PROVIDED ENTRIES:
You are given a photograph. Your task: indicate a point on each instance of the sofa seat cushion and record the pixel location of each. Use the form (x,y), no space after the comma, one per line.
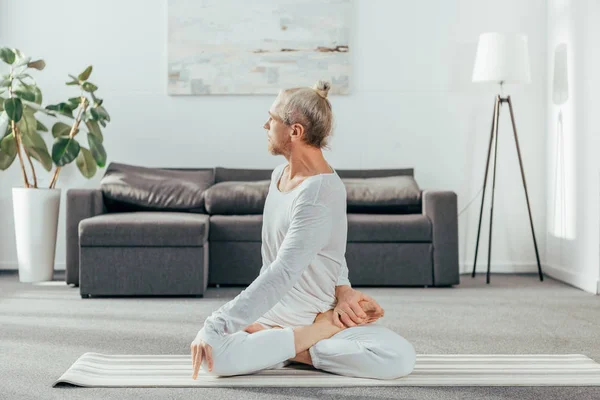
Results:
(389,228)
(145,228)
(236,228)
(236,197)
(133,188)
(383,195)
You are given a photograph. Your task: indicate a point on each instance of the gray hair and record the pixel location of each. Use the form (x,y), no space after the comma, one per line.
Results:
(310,108)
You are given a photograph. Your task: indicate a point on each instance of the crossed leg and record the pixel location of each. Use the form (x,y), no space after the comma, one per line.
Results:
(367,351)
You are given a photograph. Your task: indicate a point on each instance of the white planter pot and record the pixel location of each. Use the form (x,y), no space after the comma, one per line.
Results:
(36,224)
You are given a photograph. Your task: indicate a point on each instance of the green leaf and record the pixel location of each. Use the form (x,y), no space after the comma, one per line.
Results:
(97,101)
(36,107)
(60,129)
(97,150)
(9,144)
(25,95)
(89,87)
(14,108)
(37,64)
(95,130)
(36,147)
(38,95)
(28,124)
(41,127)
(3,123)
(64,150)
(7,55)
(99,113)
(93,114)
(6,160)
(74,102)
(86,163)
(62,108)
(22,61)
(85,74)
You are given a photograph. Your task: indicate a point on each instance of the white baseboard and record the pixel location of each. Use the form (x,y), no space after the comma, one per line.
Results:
(588,283)
(499,268)
(15,266)
(578,280)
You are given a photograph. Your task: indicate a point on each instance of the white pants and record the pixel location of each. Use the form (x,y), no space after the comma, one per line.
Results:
(366,351)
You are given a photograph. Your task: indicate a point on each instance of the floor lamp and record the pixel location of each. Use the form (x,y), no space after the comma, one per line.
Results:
(502,58)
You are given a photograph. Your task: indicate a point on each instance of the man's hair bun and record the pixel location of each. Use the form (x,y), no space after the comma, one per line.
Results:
(322,88)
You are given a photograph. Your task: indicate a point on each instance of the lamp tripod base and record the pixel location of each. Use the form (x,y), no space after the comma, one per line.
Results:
(494,137)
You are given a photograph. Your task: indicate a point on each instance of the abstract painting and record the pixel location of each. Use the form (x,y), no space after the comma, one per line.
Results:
(257,47)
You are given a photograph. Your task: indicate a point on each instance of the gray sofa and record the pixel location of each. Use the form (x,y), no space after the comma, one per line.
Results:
(125,249)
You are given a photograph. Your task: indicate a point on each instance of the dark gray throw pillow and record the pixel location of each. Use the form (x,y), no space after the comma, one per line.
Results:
(237,197)
(393,194)
(133,188)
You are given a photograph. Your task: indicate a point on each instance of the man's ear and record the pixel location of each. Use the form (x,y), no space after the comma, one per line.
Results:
(298,130)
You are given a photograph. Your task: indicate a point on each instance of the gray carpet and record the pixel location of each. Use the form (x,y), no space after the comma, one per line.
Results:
(45,328)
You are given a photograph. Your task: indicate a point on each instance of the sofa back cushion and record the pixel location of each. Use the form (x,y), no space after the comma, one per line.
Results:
(388,195)
(241,174)
(237,197)
(134,188)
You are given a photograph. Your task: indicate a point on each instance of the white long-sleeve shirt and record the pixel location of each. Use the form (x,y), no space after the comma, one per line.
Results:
(303,250)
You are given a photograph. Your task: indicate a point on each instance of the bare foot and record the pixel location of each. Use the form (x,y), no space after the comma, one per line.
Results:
(325,317)
(256,327)
(371,310)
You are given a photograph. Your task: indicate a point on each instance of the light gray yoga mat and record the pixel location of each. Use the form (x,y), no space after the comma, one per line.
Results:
(104,370)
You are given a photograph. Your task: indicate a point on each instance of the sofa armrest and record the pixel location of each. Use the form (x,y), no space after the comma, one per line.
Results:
(81,204)
(442,209)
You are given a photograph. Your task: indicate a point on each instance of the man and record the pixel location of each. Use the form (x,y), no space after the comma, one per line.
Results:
(301,307)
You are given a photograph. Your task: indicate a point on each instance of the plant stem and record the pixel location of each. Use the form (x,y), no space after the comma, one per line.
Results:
(18,142)
(71,135)
(17,136)
(31,165)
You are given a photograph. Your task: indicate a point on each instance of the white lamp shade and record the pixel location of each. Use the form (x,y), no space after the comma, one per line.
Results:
(502,57)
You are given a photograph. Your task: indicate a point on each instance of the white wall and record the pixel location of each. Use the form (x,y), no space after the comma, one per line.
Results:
(412,104)
(573,202)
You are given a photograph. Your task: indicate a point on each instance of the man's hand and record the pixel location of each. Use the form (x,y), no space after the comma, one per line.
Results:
(200,350)
(355,308)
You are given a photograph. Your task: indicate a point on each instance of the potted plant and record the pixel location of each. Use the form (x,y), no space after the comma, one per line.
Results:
(22,137)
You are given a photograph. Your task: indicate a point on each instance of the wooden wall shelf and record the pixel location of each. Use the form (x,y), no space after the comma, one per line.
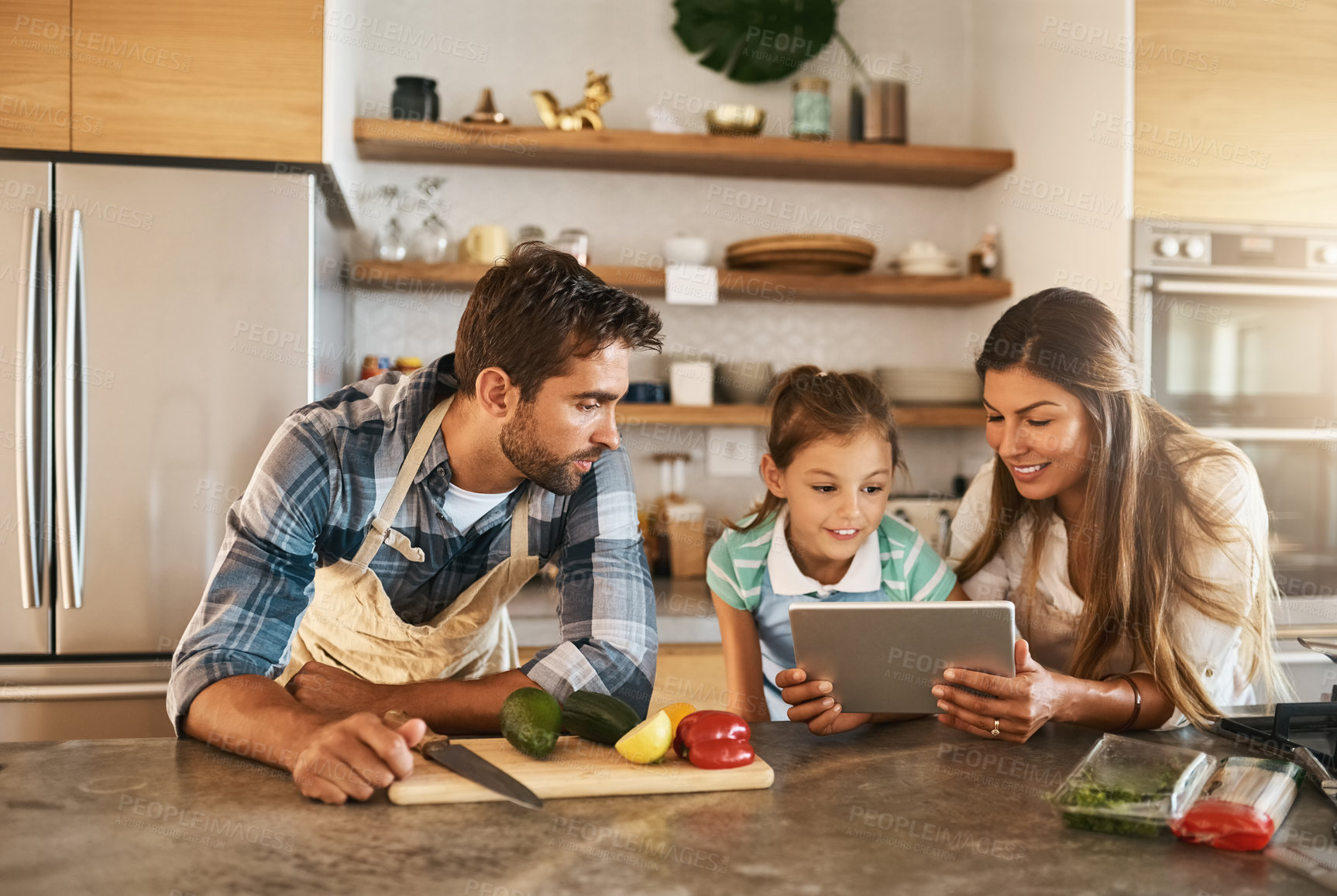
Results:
(754,415)
(875,289)
(699,154)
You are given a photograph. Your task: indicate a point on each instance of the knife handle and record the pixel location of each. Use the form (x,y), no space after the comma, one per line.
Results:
(397,719)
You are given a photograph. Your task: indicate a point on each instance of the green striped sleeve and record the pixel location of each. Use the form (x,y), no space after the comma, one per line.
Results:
(916,570)
(721,574)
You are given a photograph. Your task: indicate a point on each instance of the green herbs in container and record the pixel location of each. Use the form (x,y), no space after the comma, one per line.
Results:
(1132,788)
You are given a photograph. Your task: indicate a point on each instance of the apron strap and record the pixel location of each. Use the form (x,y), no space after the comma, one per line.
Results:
(381,531)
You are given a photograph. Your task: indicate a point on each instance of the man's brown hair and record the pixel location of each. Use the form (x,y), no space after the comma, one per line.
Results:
(536,311)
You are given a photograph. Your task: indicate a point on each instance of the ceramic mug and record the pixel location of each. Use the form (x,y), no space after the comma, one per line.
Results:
(486,244)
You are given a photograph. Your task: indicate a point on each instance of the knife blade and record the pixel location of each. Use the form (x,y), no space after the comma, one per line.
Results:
(469,765)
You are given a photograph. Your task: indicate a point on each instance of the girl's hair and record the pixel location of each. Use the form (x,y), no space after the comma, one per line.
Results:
(1141,506)
(808,404)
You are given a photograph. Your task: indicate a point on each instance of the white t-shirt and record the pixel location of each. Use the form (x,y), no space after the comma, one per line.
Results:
(1047,620)
(466,509)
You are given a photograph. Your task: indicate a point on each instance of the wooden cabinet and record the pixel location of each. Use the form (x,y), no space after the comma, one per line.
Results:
(187,78)
(1236,114)
(35,74)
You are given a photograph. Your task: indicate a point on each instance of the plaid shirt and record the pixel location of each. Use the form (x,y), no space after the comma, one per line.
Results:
(311,502)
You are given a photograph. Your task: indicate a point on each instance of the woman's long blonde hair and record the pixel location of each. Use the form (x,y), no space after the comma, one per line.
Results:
(1141,507)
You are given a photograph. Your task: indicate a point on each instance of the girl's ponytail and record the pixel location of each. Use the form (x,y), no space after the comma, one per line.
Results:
(808,404)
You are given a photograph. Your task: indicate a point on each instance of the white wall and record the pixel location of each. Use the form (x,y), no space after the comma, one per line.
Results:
(978,77)
(1047,79)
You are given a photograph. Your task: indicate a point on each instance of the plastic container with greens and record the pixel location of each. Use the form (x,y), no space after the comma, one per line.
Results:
(1132,788)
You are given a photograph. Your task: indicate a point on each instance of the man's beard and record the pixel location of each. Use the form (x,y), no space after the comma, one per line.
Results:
(524,450)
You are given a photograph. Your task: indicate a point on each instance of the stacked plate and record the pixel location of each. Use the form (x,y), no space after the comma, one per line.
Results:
(931,386)
(813,253)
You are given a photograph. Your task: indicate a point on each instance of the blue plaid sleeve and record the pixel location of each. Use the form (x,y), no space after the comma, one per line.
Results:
(606,602)
(263,581)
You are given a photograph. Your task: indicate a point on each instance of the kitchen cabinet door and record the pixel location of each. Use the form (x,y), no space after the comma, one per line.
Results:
(198,78)
(1236,114)
(35,43)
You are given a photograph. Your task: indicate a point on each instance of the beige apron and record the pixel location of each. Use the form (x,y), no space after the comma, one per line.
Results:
(352,625)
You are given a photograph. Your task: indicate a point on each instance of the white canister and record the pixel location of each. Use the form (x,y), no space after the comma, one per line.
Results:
(692,383)
(686,250)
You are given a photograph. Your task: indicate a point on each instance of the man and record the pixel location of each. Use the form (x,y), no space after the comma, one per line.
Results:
(370,559)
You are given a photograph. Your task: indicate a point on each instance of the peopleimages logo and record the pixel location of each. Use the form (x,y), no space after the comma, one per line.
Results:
(760,206)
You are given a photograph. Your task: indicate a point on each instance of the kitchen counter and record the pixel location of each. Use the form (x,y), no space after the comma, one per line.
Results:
(908,808)
(683,613)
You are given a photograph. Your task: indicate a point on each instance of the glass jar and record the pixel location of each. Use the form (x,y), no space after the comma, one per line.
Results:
(812,110)
(431,241)
(390,242)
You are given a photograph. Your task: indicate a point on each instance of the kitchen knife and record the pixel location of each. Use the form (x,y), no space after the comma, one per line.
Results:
(468,764)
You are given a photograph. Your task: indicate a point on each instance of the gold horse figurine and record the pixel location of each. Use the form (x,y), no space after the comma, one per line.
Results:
(576,118)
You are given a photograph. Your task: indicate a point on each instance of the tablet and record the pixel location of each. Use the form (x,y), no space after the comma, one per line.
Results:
(884,657)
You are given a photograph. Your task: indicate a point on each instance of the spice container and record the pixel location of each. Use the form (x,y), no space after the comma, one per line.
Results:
(1132,788)
(812,110)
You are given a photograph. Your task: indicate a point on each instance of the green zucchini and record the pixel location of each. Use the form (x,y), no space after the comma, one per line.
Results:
(598,717)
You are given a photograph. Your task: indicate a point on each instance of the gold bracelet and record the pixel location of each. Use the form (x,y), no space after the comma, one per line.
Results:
(1136,701)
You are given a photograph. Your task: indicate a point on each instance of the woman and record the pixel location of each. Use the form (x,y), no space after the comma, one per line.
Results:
(1134,548)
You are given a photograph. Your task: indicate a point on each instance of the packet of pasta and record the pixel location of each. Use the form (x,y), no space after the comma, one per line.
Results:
(1242,805)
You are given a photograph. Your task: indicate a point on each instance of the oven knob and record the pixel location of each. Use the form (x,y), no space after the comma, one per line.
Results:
(1167,246)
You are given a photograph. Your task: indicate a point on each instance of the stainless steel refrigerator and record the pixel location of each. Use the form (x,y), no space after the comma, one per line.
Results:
(156,327)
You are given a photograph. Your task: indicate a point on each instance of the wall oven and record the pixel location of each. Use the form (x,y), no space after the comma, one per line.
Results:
(1236,328)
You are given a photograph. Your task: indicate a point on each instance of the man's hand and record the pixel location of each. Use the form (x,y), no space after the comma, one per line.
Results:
(336,693)
(355,756)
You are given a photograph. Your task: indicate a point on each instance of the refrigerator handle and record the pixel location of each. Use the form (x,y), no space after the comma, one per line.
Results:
(70,406)
(27,395)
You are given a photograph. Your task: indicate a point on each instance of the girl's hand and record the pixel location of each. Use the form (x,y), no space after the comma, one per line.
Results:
(1020,705)
(812,704)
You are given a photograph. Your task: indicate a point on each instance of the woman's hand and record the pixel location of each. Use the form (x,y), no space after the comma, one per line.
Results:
(1020,705)
(810,702)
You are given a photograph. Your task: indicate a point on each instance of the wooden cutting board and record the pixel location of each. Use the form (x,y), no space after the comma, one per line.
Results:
(576,768)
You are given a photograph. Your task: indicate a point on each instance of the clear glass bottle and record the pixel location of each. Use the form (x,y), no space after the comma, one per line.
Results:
(812,110)
(390,242)
(431,241)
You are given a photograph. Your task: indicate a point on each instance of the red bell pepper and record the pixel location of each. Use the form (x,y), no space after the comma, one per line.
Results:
(721,754)
(714,740)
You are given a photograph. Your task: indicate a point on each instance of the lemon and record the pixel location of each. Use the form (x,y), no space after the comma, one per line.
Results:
(648,741)
(678,712)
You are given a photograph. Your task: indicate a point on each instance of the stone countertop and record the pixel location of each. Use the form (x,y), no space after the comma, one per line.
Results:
(683,613)
(909,808)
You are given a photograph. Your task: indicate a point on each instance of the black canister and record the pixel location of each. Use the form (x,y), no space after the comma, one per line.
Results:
(414,99)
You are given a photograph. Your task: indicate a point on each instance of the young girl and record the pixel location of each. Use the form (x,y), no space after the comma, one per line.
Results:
(821,534)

STATED EXERCISE:
Render as a numbered list, omitting any blank lines, the lines of the listing from the line containing "the wooden cutting" through the end of the listing, both ends included.

EXERCISE OUTPUT:
1. You are given a photograph. Your task: indicate a point on each instance of the wooden cutting board and record the pixel location of each. Use the form (x,y), no space after the comma, one per line.
2. Results:
3. (576,768)
4. You are given a photograph. Your task: indicate a point on each instance of the clear glass bottle and record the pixel location of each. Use the form (x,y), no space after the comma, one per line.
5. Results:
6. (812,110)
7. (390,242)
8. (431,241)
9. You are given a photograph. Your task: indicate a point on each instance of the red bell pepper and record the pixel location of each. Use the form (x,y), no space after the comma, one per line.
10. Results:
11. (721,754)
12. (714,740)
13. You are given a photograph. Your task: indicate a point on each instance of the lemon and record the pixel location of each. Use the form (x,y), no space after the comma, one per line.
14. Results:
15. (648,741)
16. (678,712)
17. You are given a photograph. Your task: indicate a point on each instance of the stone countertop and record the pixel location of each. Use the form (x,y), no space after the comma, one per line.
18. Results:
19. (683,613)
20. (909,808)
21. You are given a photograph. Your task: indicate a point on each instance of the black canister and record the pixel location of each. Use the form (x,y), no space after the comma, one per line.
22. Results:
23. (414,99)
24. You are given a photograph. Your task: indicate a point on each instance of the young girl and record the pixel location of each. Use the form (x,y), no space after the comma, one per line.
25. Results:
26. (821,534)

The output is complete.